# Caught the bug, my second tank



## altaaffe (22 Jan 2009)

Although not the most imaginative when it comes to scaping I can honestly say I've caught the bug and positively look forward to trimming and moving plnats around, etc.

When my son's tank became empty he was no longer bothered about it and I "offered" to take it off his hands.  When he found out what I wanted it for he let me do what I wanted but it was to stay in his room.

The initial thought was wood with moss a couple of stems with PH surrounding the rocks at the front of the wood and HC in the foreground.

I hated it instantly, the wood on the left wouldn't stay where I wanted it, it also suffered algae badly when I wasn't there (deployed) to carry out the necessary maintenance.





So it was ripped out and the rocks recycled, the PH had grown well but the HC had died back after being covered in algae.  So in went fresh HC and Staurogyne with the PH being spread about and numerous crypts added from another tank




and here is the current set-up having started to get over another CO2 issue (remember that bubble counter problem Aaron ?)







I am thinking of ripping this apart this weekend though, I like the style, however, I don't think the rocks are high enough as they are.  It is supposed to look like the tops of rocky mountains coming through a forest canopy.  Was also thinking of moving the PH to the back and moving the Staurogyne between it and the HC.

Any thoughts?


----------



## Dave Spencer (22 Jan 2009)

You have hit the nail on the head with the problem with the hardscape. Look to get the tallest at least two thirds of the way up the height of the water column.

I suspect your next scape will look better without any advice.   You seem to have a good grasp of what is required, and of appropriate planting IMO.

Dave.


----------



## Themuleous (23 Jan 2009)

Hi just out of interest, what lighting do you have and how much?  Your HC looks a bit sorry, and I've had it looking exactly the same.  Reducing the lighting did the trick, either by having it higher or having one less bulb.  It was as if it couldn't couple with the amount of the Iight I had.

It grew pretty darn lush once I sorted the lighting 

Just a thought.

Sam


----------



## Jack middleton (24 Jan 2009)

• [TASK OBJECTIVE]: Give every user name that heads a post in the aquarium thread. The lines after this point are separate material with no tie to the aquarium thread.

• [RECORDS SHOWN]:
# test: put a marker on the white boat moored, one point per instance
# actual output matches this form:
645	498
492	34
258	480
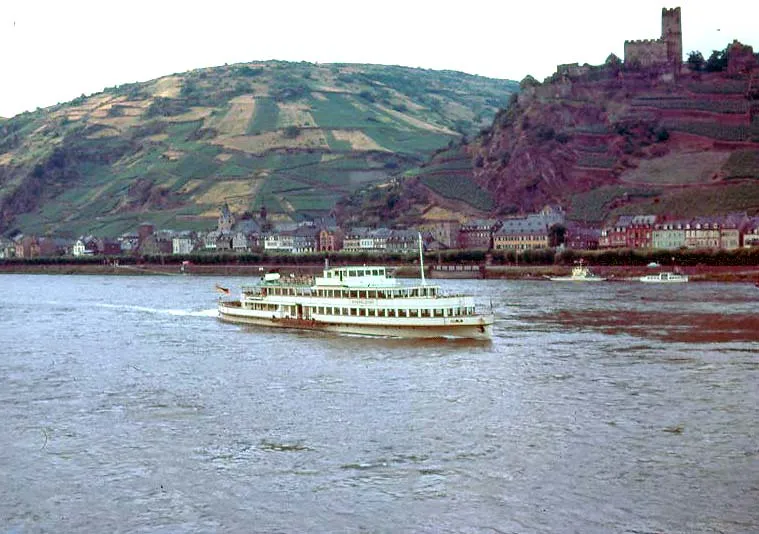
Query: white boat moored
364	300
664	278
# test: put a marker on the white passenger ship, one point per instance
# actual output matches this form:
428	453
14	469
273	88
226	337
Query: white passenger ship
363	300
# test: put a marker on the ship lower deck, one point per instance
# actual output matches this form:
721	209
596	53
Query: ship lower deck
476	327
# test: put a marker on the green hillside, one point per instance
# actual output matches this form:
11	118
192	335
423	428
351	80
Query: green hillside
293	137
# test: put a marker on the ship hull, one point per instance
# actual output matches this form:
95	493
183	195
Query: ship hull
479	327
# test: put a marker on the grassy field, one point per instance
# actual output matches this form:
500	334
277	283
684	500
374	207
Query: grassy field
171	147
678	168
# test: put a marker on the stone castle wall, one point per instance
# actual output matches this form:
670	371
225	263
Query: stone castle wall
646	53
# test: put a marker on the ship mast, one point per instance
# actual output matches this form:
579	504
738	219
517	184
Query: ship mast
421	259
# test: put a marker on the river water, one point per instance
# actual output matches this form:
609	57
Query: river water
125	406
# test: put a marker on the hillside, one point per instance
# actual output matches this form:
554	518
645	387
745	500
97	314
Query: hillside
291	137
608	141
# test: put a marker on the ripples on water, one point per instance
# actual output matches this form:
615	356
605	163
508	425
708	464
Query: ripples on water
125	406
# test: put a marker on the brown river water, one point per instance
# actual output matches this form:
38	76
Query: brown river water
125	406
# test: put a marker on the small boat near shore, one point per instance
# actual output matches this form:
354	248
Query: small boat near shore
580	273
664	278
365	300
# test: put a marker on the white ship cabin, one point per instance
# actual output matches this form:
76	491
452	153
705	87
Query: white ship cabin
371	282
365	282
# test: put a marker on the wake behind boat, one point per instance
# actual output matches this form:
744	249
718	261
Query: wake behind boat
363	300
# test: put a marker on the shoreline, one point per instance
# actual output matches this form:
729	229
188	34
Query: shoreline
698	273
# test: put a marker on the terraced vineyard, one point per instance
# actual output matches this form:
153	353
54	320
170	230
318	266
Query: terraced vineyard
291	137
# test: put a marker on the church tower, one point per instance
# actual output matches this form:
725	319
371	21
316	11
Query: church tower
672	34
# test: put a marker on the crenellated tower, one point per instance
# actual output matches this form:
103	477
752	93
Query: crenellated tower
672	35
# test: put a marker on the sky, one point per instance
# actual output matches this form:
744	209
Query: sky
54	51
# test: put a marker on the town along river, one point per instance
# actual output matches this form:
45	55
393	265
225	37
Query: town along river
613	407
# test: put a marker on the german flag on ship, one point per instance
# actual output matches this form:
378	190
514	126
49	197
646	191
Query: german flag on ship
220	289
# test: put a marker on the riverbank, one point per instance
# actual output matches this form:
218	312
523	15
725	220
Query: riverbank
698	273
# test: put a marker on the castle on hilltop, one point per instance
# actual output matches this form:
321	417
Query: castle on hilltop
665	51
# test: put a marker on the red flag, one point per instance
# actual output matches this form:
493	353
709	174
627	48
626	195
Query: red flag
222	289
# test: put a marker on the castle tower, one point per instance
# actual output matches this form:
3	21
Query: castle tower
226	220
672	34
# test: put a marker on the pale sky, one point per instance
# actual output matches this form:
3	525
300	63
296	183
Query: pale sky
54	51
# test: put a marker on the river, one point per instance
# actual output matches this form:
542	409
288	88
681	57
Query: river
125	406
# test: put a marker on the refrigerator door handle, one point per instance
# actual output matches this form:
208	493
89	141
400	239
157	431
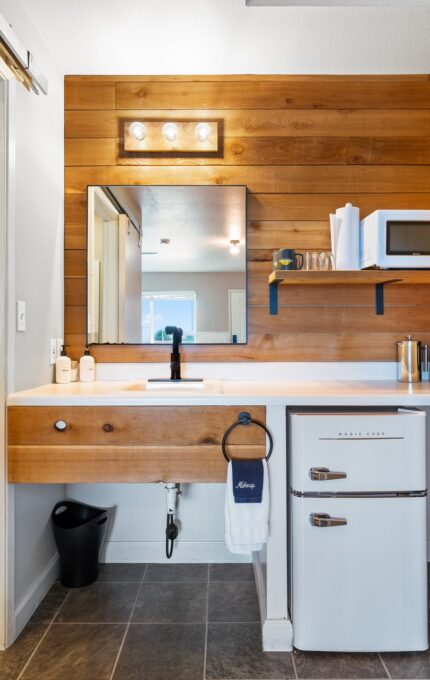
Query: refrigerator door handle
322	520
324	474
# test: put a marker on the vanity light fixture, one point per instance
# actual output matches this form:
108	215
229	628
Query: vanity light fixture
234	246
137	130
170	131
199	137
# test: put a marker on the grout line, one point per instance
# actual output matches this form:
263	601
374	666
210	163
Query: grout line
35	649
61	606
206	630
384	665
126	629
43	637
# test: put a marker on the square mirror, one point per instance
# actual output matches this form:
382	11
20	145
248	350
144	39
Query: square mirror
167	256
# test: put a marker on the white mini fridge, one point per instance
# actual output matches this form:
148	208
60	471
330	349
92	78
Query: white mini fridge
357	520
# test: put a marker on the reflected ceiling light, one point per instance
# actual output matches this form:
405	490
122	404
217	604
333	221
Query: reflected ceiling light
203	131
170	131
234	246
137	130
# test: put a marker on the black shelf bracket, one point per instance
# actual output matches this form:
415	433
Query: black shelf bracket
379	295
379	299
273	298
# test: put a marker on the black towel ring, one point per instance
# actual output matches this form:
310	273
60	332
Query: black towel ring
244	418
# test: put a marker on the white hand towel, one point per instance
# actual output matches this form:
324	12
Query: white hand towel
246	524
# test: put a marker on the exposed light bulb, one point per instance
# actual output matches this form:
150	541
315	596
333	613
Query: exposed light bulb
203	131
234	247
170	131
137	130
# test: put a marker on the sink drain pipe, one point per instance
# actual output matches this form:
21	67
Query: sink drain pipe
172	493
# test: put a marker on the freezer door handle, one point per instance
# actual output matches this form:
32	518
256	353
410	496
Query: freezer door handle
322	520
324	474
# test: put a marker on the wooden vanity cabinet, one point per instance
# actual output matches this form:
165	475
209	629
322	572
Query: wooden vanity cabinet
126	444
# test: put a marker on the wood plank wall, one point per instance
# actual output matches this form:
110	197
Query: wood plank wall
303	145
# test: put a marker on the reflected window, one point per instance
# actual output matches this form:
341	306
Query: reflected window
161	309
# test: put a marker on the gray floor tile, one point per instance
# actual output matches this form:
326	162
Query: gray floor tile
76	652
162	652
113	571
171	603
321	665
99	603
13	659
50	604
231	572
196	573
234	651
408	665
230	602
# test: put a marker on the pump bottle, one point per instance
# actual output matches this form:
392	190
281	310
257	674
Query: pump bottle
86	367
63	368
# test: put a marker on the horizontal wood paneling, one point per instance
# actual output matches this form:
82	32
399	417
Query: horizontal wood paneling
267	151
294	93
263	123
167	444
120	464
262	178
303	146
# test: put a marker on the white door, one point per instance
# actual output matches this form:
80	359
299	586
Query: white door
4	499
360	586
237	314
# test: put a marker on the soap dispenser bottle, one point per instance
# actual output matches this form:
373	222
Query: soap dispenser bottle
63	368
87	367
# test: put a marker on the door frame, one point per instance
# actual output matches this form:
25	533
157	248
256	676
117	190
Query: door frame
7	360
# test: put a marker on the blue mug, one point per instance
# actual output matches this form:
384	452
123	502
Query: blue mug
286	258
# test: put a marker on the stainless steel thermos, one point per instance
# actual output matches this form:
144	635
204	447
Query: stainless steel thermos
408	360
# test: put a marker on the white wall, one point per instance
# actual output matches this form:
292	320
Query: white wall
225	36
37	124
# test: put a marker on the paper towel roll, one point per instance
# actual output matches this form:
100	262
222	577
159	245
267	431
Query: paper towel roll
347	250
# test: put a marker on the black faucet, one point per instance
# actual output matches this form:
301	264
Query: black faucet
175	357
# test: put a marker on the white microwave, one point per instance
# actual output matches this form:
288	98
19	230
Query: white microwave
395	239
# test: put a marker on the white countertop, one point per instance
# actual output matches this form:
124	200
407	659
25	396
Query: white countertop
224	393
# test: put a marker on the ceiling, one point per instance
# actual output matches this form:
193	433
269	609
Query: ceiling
226	36
199	221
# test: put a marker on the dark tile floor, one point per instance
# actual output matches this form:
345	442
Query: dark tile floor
174	621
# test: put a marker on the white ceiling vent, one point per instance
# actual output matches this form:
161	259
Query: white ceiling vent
340	3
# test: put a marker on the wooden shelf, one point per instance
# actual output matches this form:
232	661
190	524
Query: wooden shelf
376	277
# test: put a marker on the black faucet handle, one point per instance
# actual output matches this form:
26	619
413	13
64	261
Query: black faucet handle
176	332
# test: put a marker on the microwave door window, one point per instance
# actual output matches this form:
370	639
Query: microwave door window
408	237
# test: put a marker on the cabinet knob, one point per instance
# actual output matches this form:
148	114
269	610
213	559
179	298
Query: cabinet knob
61	425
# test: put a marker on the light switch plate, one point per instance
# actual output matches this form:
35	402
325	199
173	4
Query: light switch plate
60	343
21	316
52	351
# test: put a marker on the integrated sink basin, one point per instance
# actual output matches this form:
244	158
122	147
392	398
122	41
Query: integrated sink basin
182	387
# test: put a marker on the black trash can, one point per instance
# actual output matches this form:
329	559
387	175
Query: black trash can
79	531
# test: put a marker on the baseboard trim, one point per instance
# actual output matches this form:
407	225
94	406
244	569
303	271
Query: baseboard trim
35	594
260	582
277	635
154	551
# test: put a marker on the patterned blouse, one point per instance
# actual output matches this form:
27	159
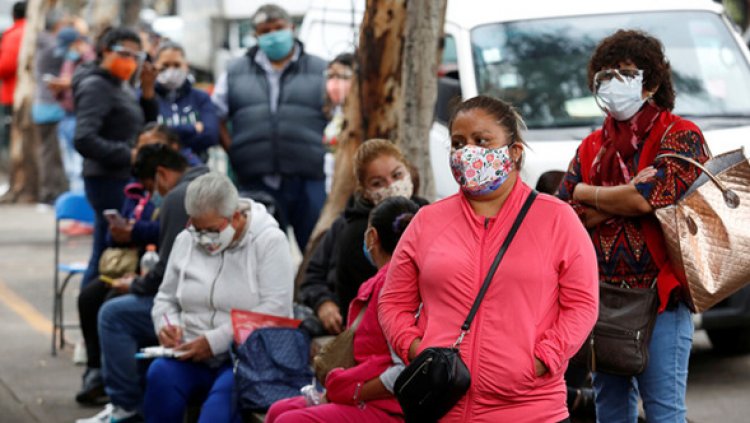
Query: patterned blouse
619	242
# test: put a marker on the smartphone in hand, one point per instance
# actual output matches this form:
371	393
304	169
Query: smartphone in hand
114	218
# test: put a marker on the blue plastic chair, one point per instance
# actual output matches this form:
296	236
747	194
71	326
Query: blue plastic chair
68	206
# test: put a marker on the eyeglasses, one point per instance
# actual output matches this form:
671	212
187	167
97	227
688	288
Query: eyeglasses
211	234
622	75
122	51
338	75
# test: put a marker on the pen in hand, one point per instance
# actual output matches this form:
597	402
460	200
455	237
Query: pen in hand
171	334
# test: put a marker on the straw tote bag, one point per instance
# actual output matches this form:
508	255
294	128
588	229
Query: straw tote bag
707	233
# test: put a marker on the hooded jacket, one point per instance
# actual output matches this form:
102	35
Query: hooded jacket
172	220
542	301
181	109
200	290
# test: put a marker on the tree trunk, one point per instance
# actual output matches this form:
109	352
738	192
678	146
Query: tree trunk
23	141
372	107
422	54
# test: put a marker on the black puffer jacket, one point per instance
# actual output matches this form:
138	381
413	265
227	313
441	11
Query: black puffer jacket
338	266
109	117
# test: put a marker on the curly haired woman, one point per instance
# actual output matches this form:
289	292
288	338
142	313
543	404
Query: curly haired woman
614	183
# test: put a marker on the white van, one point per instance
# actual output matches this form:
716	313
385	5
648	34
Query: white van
534	54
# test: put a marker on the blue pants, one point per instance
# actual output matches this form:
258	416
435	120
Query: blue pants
125	326
72	160
103	194
664	383
171	384
299	202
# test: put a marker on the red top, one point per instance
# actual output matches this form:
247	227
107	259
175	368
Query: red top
10	46
543	301
631	250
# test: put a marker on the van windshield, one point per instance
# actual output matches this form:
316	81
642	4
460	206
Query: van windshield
540	65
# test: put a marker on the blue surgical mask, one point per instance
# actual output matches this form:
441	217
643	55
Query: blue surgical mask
72	55
277	44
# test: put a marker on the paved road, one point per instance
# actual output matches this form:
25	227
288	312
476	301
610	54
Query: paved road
35	387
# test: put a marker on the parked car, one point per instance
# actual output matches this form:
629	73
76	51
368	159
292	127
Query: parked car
534	54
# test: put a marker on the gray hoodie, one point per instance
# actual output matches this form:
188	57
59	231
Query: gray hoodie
200	290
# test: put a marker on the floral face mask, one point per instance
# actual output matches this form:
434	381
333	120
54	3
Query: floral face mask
402	187
479	170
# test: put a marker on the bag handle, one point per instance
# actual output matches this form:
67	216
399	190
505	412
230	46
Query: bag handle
498	258
730	197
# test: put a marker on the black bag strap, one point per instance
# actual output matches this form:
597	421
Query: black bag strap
498	258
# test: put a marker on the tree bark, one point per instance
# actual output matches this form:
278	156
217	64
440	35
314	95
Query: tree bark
23	164
372	107
422	54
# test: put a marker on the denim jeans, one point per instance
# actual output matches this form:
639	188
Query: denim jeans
664	383
125	325
299	202
172	383
102	193
72	160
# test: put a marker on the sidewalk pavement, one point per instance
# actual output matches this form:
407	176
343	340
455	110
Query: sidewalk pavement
34	386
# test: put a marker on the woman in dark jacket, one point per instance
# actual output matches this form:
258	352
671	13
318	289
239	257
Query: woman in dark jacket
108	119
338	266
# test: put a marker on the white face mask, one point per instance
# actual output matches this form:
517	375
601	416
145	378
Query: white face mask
400	188
620	97
213	243
172	78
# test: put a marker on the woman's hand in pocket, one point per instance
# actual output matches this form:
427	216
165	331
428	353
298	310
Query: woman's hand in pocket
540	369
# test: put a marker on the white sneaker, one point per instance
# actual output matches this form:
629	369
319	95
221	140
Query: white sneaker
110	414
79	353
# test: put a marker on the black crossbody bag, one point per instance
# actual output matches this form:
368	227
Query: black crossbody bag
437	378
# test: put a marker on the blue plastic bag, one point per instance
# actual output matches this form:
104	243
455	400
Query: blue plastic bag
272	364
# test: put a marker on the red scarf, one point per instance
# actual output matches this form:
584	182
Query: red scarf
620	141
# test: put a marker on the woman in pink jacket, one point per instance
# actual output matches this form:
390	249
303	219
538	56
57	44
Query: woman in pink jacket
543	299
363	393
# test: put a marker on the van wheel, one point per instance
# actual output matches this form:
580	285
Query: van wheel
730	341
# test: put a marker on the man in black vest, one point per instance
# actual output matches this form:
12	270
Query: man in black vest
273	97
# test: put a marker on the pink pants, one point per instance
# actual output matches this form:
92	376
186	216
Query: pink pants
295	410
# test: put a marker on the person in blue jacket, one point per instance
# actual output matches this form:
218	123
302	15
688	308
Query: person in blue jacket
141	212
186	110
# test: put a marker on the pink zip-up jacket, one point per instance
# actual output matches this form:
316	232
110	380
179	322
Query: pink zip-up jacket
543	301
371	350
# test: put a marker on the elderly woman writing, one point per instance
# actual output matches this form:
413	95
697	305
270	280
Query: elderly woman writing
233	255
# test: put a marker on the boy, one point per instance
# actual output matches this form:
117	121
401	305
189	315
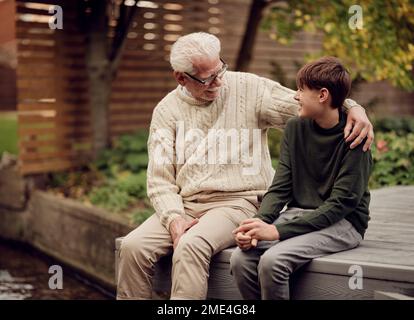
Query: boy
321	180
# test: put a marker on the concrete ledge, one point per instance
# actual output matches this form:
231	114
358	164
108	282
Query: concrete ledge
323	278
79	236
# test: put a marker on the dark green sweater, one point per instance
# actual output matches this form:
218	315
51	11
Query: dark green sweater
317	170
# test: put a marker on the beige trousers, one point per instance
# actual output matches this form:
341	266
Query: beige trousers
145	245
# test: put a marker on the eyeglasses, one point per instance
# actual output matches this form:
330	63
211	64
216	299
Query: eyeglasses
211	79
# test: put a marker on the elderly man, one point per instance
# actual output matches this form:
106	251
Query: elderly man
199	187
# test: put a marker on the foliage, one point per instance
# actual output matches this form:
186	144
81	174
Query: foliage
393	157
400	125
382	49
116	181
8	133
392	152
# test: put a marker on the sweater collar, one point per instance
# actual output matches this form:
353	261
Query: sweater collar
339	127
186	97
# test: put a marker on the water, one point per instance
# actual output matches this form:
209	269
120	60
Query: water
24	274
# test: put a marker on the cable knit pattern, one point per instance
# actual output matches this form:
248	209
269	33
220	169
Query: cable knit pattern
246	102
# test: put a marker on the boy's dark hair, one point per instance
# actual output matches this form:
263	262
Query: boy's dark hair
329	73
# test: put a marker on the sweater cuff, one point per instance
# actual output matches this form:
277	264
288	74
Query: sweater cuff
168	218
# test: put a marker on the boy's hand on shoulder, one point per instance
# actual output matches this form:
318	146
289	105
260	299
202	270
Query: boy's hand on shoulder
256	229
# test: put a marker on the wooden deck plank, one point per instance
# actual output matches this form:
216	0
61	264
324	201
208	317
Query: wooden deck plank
386	256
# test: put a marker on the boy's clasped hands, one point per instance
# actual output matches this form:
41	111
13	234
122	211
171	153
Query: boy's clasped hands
253	230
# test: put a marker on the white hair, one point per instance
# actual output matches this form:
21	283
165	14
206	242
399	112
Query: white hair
192	46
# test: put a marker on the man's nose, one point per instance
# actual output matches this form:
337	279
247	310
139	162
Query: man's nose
296	97
217	82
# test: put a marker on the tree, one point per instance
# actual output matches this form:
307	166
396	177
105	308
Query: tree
103	56
383	49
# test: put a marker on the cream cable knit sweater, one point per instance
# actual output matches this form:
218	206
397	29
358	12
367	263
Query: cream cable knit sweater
181	132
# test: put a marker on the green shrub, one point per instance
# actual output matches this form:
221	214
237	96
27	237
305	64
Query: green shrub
110	198
8	133
128	153
134	184
393	157
400	125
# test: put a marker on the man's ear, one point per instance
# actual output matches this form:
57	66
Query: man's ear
179	76
323	95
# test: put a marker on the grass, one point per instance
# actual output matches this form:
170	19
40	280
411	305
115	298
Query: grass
8	132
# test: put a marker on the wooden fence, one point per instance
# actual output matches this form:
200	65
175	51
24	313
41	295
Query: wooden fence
54	113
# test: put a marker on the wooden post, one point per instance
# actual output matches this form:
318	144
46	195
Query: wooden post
99	78
249	38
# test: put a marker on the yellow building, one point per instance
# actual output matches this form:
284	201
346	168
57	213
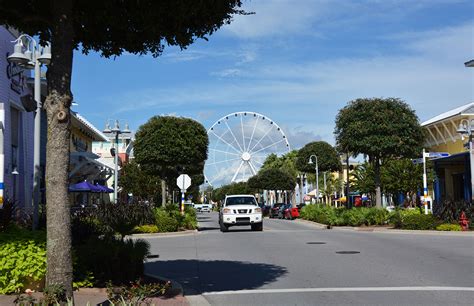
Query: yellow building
453	173
84	164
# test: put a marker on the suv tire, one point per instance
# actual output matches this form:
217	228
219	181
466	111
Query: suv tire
258	227
224	228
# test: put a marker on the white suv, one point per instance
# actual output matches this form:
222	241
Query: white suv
240	210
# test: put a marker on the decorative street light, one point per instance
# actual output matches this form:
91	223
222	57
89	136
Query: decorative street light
317	174
116	130
466	128
32	58
301	178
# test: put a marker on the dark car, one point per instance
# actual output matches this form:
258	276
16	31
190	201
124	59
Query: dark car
292	213
274	210
300	206
265	209
281	211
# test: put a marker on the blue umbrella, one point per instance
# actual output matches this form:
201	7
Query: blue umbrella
84	187
104	188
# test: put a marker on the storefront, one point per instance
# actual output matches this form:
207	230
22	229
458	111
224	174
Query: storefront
452	173
16	128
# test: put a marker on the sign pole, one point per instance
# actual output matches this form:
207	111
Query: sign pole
425	185
182	202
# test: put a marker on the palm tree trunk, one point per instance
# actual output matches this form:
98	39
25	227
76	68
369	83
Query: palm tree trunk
57	105
163	193
378	193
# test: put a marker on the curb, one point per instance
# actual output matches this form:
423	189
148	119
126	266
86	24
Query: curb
315	224
390	230
163	235
176	288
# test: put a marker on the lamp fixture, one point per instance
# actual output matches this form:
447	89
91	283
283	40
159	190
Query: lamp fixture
18	57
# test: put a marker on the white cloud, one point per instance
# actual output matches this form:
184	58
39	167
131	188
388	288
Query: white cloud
231	72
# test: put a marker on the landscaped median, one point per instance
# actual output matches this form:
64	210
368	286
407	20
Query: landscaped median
102	256
408	219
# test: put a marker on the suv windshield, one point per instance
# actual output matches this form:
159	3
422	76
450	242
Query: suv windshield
240	201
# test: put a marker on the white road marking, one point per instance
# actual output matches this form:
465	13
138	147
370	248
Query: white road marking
343	289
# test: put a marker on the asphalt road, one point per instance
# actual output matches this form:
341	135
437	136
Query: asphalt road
296	263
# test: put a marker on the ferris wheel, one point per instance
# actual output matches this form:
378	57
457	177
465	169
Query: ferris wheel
239	143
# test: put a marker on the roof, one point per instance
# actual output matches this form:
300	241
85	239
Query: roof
467	109
469	63
97	135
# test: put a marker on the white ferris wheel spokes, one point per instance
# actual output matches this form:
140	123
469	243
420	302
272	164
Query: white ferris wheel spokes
239	144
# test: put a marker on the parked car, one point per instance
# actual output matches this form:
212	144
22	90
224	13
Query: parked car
274	210
281	211
300	206
265	209
292	213
206	208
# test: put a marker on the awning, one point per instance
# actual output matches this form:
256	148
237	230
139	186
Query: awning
87	165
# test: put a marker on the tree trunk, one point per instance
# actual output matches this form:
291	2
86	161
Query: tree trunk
163	193
378	193
57	105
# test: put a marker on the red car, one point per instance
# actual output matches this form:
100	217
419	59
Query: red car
275	209
291	213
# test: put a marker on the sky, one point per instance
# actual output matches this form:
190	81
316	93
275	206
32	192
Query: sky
297	62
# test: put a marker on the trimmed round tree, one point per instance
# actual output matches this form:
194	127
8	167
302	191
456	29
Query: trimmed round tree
379	128
328	159
167	146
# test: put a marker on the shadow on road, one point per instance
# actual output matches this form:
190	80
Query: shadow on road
207	228
199	218
200	276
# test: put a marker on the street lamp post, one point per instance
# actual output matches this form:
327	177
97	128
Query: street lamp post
32	58
317	174
301	177
465	127
116	130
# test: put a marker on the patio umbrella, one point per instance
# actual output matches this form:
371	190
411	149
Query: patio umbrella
103	188
83	187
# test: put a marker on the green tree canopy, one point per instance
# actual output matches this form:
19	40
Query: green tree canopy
272	179
381	129
109	28
167	146
328	159
142	185
286	162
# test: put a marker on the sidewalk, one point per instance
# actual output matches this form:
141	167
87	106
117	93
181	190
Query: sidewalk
388	230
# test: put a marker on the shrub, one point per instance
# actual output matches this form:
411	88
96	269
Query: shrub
189	222
22	259
449	227
353	217
397	217
419	222
165	222
376	216
122	217
319	213
170	219
146	229
113	259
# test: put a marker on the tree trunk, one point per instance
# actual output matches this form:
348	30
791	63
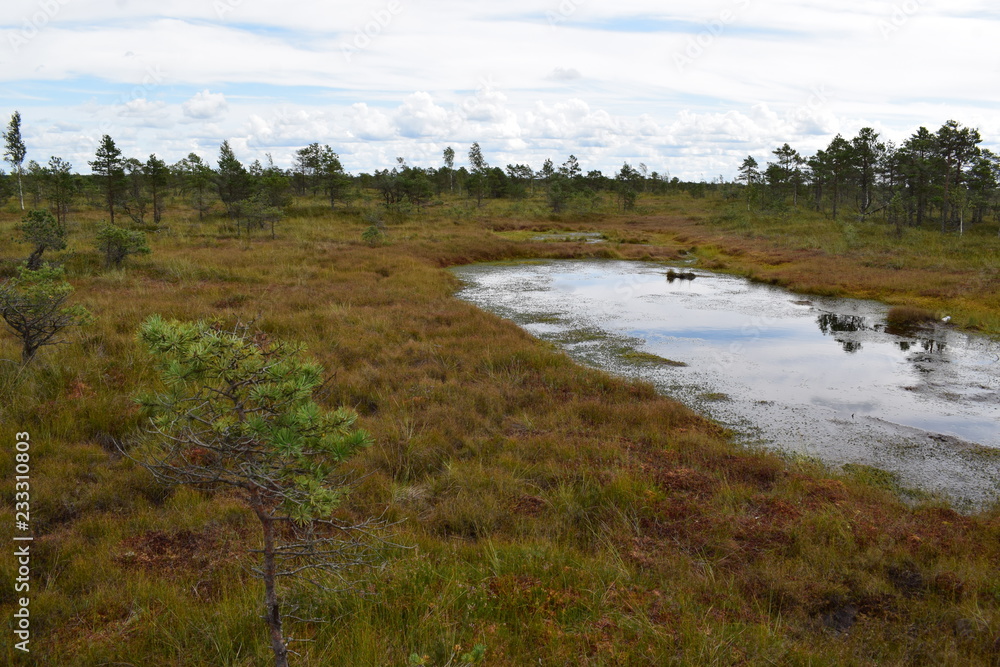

• [FINAL RESULT]: altaaffe, Dave Spencer, Themuleous, Jack middleton